WHAT YOU HAVE TO DO
List each line in the rows below that contains the string "water". Case counts.

Records from a data source:
------------------------------------
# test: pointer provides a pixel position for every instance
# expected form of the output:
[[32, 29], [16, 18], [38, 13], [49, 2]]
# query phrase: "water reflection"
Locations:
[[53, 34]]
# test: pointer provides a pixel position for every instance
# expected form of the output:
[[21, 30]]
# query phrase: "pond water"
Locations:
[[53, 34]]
------------------------------------
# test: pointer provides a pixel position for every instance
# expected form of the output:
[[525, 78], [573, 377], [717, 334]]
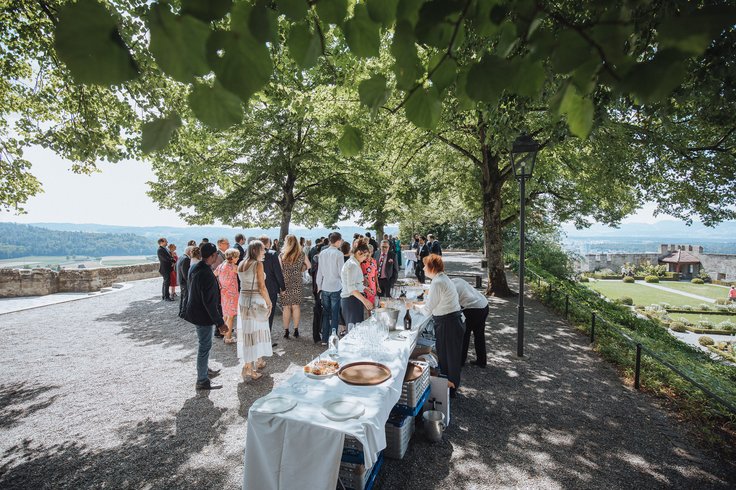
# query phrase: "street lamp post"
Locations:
------------------------------------
ANSWER
# query phrase: "water reflection"
# query phrase: "pond water"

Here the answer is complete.